TEXT SECTION START

Rästa tried several times to represent Estonia at the Eurovision Song Contest. He competed with Slobodan River in Eurolaul 2003 and 2004, then with Traffic in Eurolaul 2008 and Eesti Laul 2009, 2012, 2014, 2020, and he also finished runner up with Outloudz in Eesti Laul 2011.

Rästa entered Eesti Laul 2015 with the song "Goodbye to Yesterday", a duet with Elina Born. The song went on to win its semi final and top both the jury and the televote scores, before doing the same in the final and winning in a landslide in the superfinal, with 79% of the popular vote. In the contest itself, the entry qualified for the grand final, where it placed 7th with 106 points.

He co-wrote the song "Play" by Jüri Pootsmann, which represented Estonia at the Eurovision Song Contest 2016, coming last in its semi and failing to qualify.

Rästa returned for the second time as a composer for Elina Born in Eesti Laul 2017, she finished 10th in the final with the song "In or Out". He already wrote her song for her first Eesti Laul in 2013, "Enough" came 8th in the final.

He competed by himself in Eesti Laul 2018 with the song "Home", which went on to place second in the contest.

He co-wrote the song "Storm" by Victor Crone, which represented Estonia at the Eurovision Song Contest 2019, placing 20th in the final with 76 points.

He participated in Eesti Laul 2022 with the song "Interstellar", placing 9th in the final.

TEXT SECTION END

» HOW TO COMPLETE THIS TASK:
Extend the text on Rästa's Eurovision and Eesti Laul entries past its final sentence. The listing that comes next plays no part in what is asked here.

RECORD EXCERPTS START

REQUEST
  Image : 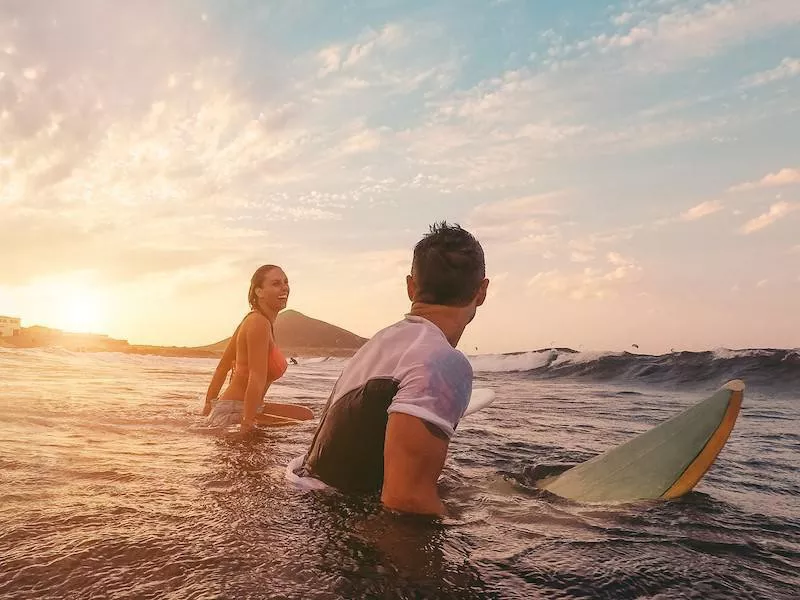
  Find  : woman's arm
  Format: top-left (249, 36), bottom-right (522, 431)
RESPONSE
top-left (241, 313), bottom-right (271, 433)
top-left (203, 327), bottom-right (239, 415)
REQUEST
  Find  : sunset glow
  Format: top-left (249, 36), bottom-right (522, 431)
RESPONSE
top-left (0, 0), bottom-right (800, 352)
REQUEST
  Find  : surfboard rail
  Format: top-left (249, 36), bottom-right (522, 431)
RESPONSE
top-left (537, 380), bottom-right (745, 503)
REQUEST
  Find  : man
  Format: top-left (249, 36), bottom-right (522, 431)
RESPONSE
top-left (295, 222), bottom-right (489, 515)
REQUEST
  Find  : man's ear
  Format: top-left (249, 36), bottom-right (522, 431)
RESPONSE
top-left (406, 275), bottom-right (417, 302)
top-left (475, 279), bottom-right (489, 306)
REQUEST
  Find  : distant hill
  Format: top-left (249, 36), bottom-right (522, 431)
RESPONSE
top-left (202, 310), bottom-right (367, 356)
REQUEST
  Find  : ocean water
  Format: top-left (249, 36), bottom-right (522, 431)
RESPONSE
top-left (0, 349), bottom-right (800, 599)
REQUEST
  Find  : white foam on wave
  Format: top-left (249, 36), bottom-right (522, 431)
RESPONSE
top-left (711, 348), bottom-right (772, 360)
top-left (549, 351), bottom-right (623, 367)
top-left (469, 349), bottom-right (622, 373)
top-left (469, 350), bottom-right (558, 373)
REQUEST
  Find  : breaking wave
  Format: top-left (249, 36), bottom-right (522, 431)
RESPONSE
top-left (470, 348), bottom-right (800, 392)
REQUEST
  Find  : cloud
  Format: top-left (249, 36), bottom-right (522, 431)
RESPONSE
top-left (527, 252), bottom-right (642, 300)
top-left (611, 12), bottom-right (633, 26)
top-left (740, 202), bottom-right (800, 235)
top-left (728, 167), bottom-right (800, 192)
top-left (471, 191), bottom-right (565, 221)
top-left (681, 200), bottom-right (723, 221)
top-left (592, 0), bottom-right (800, 66)
top-left (317, 23), bottom-right (406, 77)
top-left (742, 57), bottom-right (800, 88)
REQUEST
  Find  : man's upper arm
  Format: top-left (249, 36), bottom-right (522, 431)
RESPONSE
top-left (381, 412), bottom-right (449, 514)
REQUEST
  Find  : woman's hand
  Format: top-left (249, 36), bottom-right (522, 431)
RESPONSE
top-left (200, 398), bottom-right (211, 417)
top-left (239, 419), bottom-right (256, 436)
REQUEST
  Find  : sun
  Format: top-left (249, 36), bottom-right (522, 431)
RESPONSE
top-left (57, 283), bottom-right (107, 333)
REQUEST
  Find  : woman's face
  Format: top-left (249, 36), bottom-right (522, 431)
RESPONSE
top-left (256, 269), bottom-right (289, 311)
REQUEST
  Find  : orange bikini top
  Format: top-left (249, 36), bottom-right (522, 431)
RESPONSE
top-left (231, 313), bottom-right (289, 384)
top-left (267, 337), bottom-right (288, 382)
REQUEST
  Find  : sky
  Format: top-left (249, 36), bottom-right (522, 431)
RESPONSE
top-left (0, 0), bottom-right (800, 353)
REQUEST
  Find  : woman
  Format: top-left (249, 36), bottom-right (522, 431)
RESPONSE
top-left (203, 265), bottom-right (289, 433)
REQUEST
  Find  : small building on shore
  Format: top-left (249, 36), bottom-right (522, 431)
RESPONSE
top-left (0, 315), bottom-right (22, 337)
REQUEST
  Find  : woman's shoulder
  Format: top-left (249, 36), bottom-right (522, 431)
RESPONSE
top-left (241, 310), bottom-right (271, 336)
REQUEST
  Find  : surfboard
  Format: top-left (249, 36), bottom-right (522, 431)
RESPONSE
top-left (464, 388), bottom-right (494, 417)
top-left (536, 379), bottom-right (745, 503)
top-left (256, 402), bottom-right (314, 427)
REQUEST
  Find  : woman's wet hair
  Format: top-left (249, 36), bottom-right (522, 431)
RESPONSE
top-left (247, 265), bottom-right (280, 312)
top-left (412, 221), bottom-right (486, 306)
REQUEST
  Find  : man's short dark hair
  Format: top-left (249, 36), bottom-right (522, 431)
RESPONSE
top-left (411, 221), bottom-right (486, 306)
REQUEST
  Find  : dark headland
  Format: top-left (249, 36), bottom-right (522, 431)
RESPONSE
top-left (0, 310), bottom-right (367, 358)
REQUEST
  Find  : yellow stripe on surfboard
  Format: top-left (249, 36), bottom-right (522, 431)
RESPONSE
top-left (661, 379), bottom-right (744, 500)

RECORD EXCERPTS END

» ANSWER BELOW:
==Personal life==
Rästa participated in the 2023 Estonian parliamentary election as a candidate for Estonia 200, but failed to get elected as a member of Parliament for electoral district no. 4 (Harju and Rapla counties, excluding Tallinn). On 26 March 2025, he became a member of the Riigikogu as a substitute for Hendrik Johannes Terras, who had left the Riigikogu.

==Discography==
===Singles===

Title: Year; Peak chart positions; Album
EST: AUT; GER; BEL (FL); BEL (WA); NL; SWE; SWI
"Goodbye to Yesterday" (with Elina Born): 2015; 1; 8; 71; 32; 42; 73; 56; 68; Non-album singles
"Home": 2018; 24; —; —; —; —; —; —; —
"Interstellar": 2021; —; —; —; —; —; —; —; —
"—" denotes a single that did not chart or was not released in that territory.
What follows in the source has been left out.